* _Supplied data_
▼

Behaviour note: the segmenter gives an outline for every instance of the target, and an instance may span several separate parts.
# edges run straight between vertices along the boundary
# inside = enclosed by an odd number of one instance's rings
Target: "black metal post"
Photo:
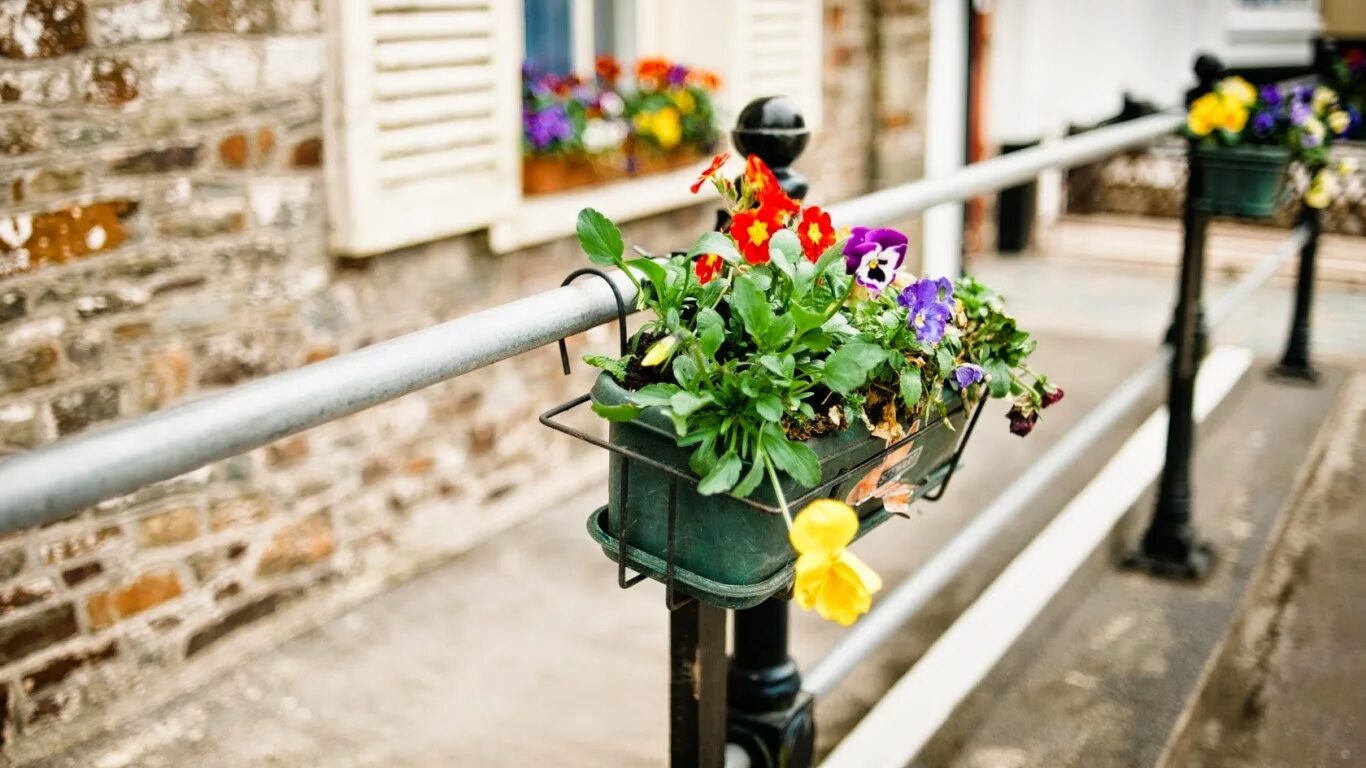
[[[808,137],[801,113],[782,97],[750,102],[731,133],[741,154],[757,155],[783,191],[798,199],[809,185],[792,163]],[[727,724],[730,741],[755,768],[807,768],[814,758],[813,700],[802,692],[801,674],[787,652],[787,611],[786,600],[770,598],[735,612]]]
[[[1223,76],[1223,66],[1212,56],[1195,63],[1200,85],[1187,95],[1187,103],[1208,91]],[[1209,571],[1213,552],[1201,542],[1191,521],[1191,454],[1195,447],[1195,378],[1208,345],[1201,297],[1205,283],[1205,234],[1210,213],[1201,203],[1204,168],[1188,146],[1186,201],[1182,215],[1181,276],[1176,310],[1168,331],[1173,346],[1167,393],[1167,454],[1158,486],[1157,509],[1139,551],[1128,561],[1157,576],[1198,579]]]
[[[1309,361],[1309,327],[1314,311],[1314,262],[1319,253],[1319,233],[1323,230],[1322,213],[1306,205],[1300,210],[1300,223],[1309,228],[1309,236],[1300,246],[1300,269],[1295,281],[1295,314],[1290,320],[1290,338],[1285,343],[1285,354],[1272,373],[1278,378],[1313,384],[1319,380],[1319,372]]]
[[[726,754],[726,611],[669,612],[669,765],[721,768]]]

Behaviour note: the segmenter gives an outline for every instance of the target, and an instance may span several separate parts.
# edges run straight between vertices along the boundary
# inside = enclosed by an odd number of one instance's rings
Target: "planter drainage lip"
[[[953,467],[948,465],[936,469],[930,477],[927,478],[924,486],[921,488],[921,492],[916,494],[917,497],[923,496],[926,492],[937,488],[944,482],[945,478],[948,477],[952,470]],[[858,539],[863,538],[864,534],[879,525],[882,525],[891,517],[892,513],[888,512],[886,508],[879,508],[864,516],[859,520],[859,529],[858,533],[854,536],[854,540],[857,541]],[[598,507],[588,516],[588,535],[592,536],[593,540],[602,546],[603,554],[607,555],[608,559],[621,564],[621,560],[617,556],[619,548],[617,536],[610,533],[607,529],[606,506]],[[772,575],[761,581],[751,584],[727,584],[714,579],[709,579],[705,576],[700,576],[677,564],[672,566],[673,578],[670,579],[670,564],[666,558],[652,555],[649,552],[637,549],[630,544],[624,546],[626,548],[625,566],[627,568],[654,579],[655,581],[666,585],[671,584],[672,588],[677,592],[687,595],[688,597],[697,598],[708,605],[714,605],[718,608],[727,608],[731,610],[753,608],[770,597],[786,596],[792,588],[793,563],[796,562],[795,557]]]
[[[1197,145],[1191,162],[1204,169],[1204,183],[1195,207],[1215,216],[1270,218],[1284,196],[1290,157],[1281,146]]]

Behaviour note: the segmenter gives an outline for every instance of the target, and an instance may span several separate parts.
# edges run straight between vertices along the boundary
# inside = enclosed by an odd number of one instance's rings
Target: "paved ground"
[[[984,416],[953,493],[860,544],[889,582],[923,563],[1151,354],[1171,307],[1173,278],[1161,268],[1117,269],[1071,254],[993,261],[977,271],[1002,286],[1021,319],[1043,332],[1039,368],[1067,388],[1068,399],[1027,442],[1006,433],[1003,407]],[[1217,285],[1212,282],[1212,292]],[[1263,292],[1253,302],[1216,340],[1248,340],[1274,352],[1288,316],[1285,291]],[[1325,357],[1361,354],[1363,316],[1366,296],[1325,291],[1316,349]],[[1150,405],[1158,396],[1153,393]],[[1122,438],[1112,436],[1079,462],[896,643],[820,702],[823,747],[900,676]],[[596,495],[567,500],[382,599],[244,661],[199,692],[37,765],[661,765],[662,590],[615,588],[614,568],[583,532],[584,518],[600,501]],[[794,632],[794,654],[803,664],[842,634],[805,615]]]
[[[1366,376],[1173,766],[1366,764]]]

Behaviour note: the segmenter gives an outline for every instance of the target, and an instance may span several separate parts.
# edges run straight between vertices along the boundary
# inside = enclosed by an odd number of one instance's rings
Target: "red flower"
[[[604,85],[616,85],[617,78],[621,77],[621,64],[608,54],[601,54],[597,59],[598,77],[602,78]]]
[[[773,233],[783,225],[773,216],[773,212],[760,208],[735,214],[730,222],[730,236],[740,246],[740,255],[750,264],[767,264],[768,241]]]
[[[781,191],[778,187],[778,177],[773,175],[773,171],[768,169],[758,155],[745,158],[745,189],[750,192],[756,203],[771,190]]]
[[[773,217],[783,226],[787,226],[787,222],[802,208],[800,203],[788,197],[777,184],[767,187],[764,193],[759,195],[759,207],[773,211]]]
[[[688,73],[688,85],[695,85],[706,91],[721,88],[721,78],[709,69],[694,69]]]
[[[814,205],[802,211],[797,239],[802,243],[802,253],[815,264],[825,249],[835,244],[835,228],[830,226],[830,214]]]
[[[646,90],[658,90],[669,76],[669,60],[655,57],[636,62],[636,82]]]
[[[693,271],[697,273],[697,284],[706,285],[710,283],[712,278],[721,274],[721,268],[725,265],[725,259],[722,259],[719,254],[704,253],[698,256],[697,261],[692,266]]]
[[[707,170],[703,171],[702,175],[697,177],[697,181],[693,182],[692,193],[694,195],[697,194],[697,190],[702,188],[702,185],[706,183],[707,179],[711,178],[711,175],[713,173],[716,173],[717,171],[721,170],[721,166],[725,165],[726,161],[729,159],[729,152],[722,152],[716,157],[713,157],[711,159],[711,165],[707,166]]]

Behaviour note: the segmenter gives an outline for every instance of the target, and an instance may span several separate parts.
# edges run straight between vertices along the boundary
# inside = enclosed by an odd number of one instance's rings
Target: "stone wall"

▲

* _What is expected_
Where an entry includes an image, leave that image out; otherwise, reproduce everything exactly.

* _Solution to this problem_
Behaviour note: the segmenter gives an outline for every instance of the target, and an instance may span several separate parts.
# edges run straight between vertices along the boundary
# inside = enclosed by an odd number of one instance's rings
Target: "black metal post"
Photo:
[[[808,137],[801,113],[782,97],[750,102],[731,133],[741,154],[757,155],[783,191],[798,199],[809,185],[792,163]],[[727,724],[730,741],[755,768],[807,768],[814,758],[813,700],[802,692],[801,674],[787,652],[787,611],[786,600],[770,598],[735,612]]]
[[[1223,76],[1223,66],[1212,56],[1195,63],[1200,85],[1187,95],[1187,103],[1208,91]],[[1209,571],[1213,552],[1201,542],[1191,521],[1191,454],[1195,447],[1195,378],[1208,345],[1201,297],[1205,283],[1205,234],[1210,213],[1201,203],[1204,168],[1188,146],[1186,201],[1182,215],[1181,276],[1176,310],[1168,331],[1173,346],[1167,393],[1167,454],[1158,486],[1157,509],[1139,551],[1128,561],[1157,576],[1198,579]]]
[[[1309,361],[1309,327],[1314,311],[1314,262],[1319,253],[1319,233],[1323,230],[1322,213],[1306,205],[1300,210],[1300,223],[1309,228],[1309,236],[1300,246],[1300,269],[1295,281],[1295,314],[1290,320],[1290,338],[1285,343],[1285,354],[1272,373],[1278,378],[1313,384],[1319,380],[1319,372]]]
[[[726,754],[726,611],[669,612],[669,765],[721,768]]]

Behaviour note: the segmenter gives an outline for every instance of the target, and an instance may span several separate parts.
# edges run straight between vertices along the boundary
# inside = enclosed by an odd number of one instance's rings
Target: "planter drainage lip"
[[[953,467],[948,465],[936,469],[930,477],[927,478],[924,486],[921,488],[921,492],[916,494],[917,497],[923,496],[926,492],[937,488],[944,482],[945,478],[948,477],[952,470]],[[858,539],[863,538],[864,534],[879,525],[882,525],[891,517],[892,513],[888,512],[886,508],[879,508],[864,516],[859,520],[859,529],[858,533],[854,536],[854,540],[857,541]],[[598,507],[588,516],[588,535],[592,536],[593,540],[602,546],[603,554],[607,555],[608,559],[621,564],[621,560],[617,556],[619,548],[617,536],[610,533],[607,529],[606,506]],[[772,575],[761,581],[751,584],[727,584],[714,579],[709,579],[705,576],[700,576],[677,564],[672,566],[673,578],[670,579],[670,564],[666,558],[652,555],[649,552],[637,549],[630,544],[624,546],[626,548],[625,566],[627,568],[654,579],[655,581],[666,585],[671,584],[672,588],[677,592],[687,595],[688,597],[697,598],[708,605],[714,605],[718,608],[727,608],[731,610],[753,608],[770,597],[786,596],[792,588],[793,563],[796,562],[795,557]]]
[[[1197,145],[1191,162],[1204,169],[1204,183],[1195,207],[1215,216],[1270,218],[1284,196],[1290,157],[1281,146]]]

Behaviour note: the segmenter gives an outline for every instance of the target, and an instance may span several separate parts.
# edges run straight between vertices along the boundary
# inside = enclosed by an odd number of one instance's rings
Target: "paved ground"
[[[984,416],[953,493],[860,544],[889,582],[923,563],[1151,354],[1171,307],[1173,278],[1161,268],[1117,269],[1071,254],[993,261],[977,271],[1002,286],[1021,319],[1043,332],[1039,368],[1067,388],[1068,399],[1027,442],[1006,433],[1003,407]],[[1217,285],[1212,282],[1212,292]],[[1263,292],[1253,302],[1216,340],[1248,340],[1274,352],[1288,316],[1285,291]],[[1325,357],[1361,354],[1363,316],[1366,296],[1325,291],[1316,349]],[[1150,405],[1158,396],[1153,393]],[[1122,438],[1112,436],[1079,462],[896,643],[820,702],[823,747],[900,676]],[[596,495],[567,500],[382,599],[244,661],[199,692],[37,765],[661,765],[662,590],[615,588],[614,568],[583,532],[584,518],[600,501]],[[794,632],[794,654],[803,664],[842,634],[805,615]]]
[[[1366,376],[1173,766],[1366,764]]]

Behaviour note: the segmenter gives an outline for every instance of the target, and an instance may span several separate parts.
# edges run straight between vertices along the boundary
# inside = enclosed by an odd number of one instance's rings
Target: "red flower"
[[[604,85],[616,85],[617,78],[621,77],[621,64],[608,54],[601,54],[597,59],[598,77],[602,78]]]
[[[773,233],[783,225],[773,216],[773,212],[760,208],[735,214],[730,222],[730,236],[740,246],[740,255],[750,264],[767,264],[768,241]]]
[[[781,191],[778,187],[778,177],[773,175],[773,171],[768,169],[758,155],[745,158],[745,189],[750,192],[756,203],[771,190]]]
[[[773,217],[783,226],[787,226],[787,222],[802,208],[800,203],[788,197],[777,184],[767,187],[764,193],[759,195],[759,207],[773,211]]]
[[[688,73],[688,85],[695,85],[706,91],[721,88],[721,78],[709,69],[694,69]]]
[[[814,205],[802,211],[797,239],[802,243],[802,253],[815,264],[825,249],[835,244],[835,228],[830,226],[830,214]]]
[[[646,90],[658,90],[669,76],[669,60],[655,57],[636,62],[636,82]]]
[[[693,271],[697,273],[697,284],[706,285],[710,283],[712,278],[721,274],[721,268],[725,265],[725,259],[722,259],[719,254],[704,253],[698,256],[697,261],[692,266]]]
[[[707,170],[703,171],[702,175],[697,177],[697,181],[693,182],[692,193],[694,195],[697,194],[697,190],[702,188],[702,185],[706,183],[707,179],[711,178],[711,175],[713,173],[716,173],[717,171],[721,170],[721,166],[725,165],[726,161],[729,159],[729,152],[722,152],[716,157],[713,157],[711,159],[711,165],[707,166]]]

Behaviour note: the segmenter gives an outline for every instance of the target, and an instance may span several separate parts.
# edges run straight between vertices along the boundary
# inside = enclosed by an odd number of one instance's rings
Target: "stone wall"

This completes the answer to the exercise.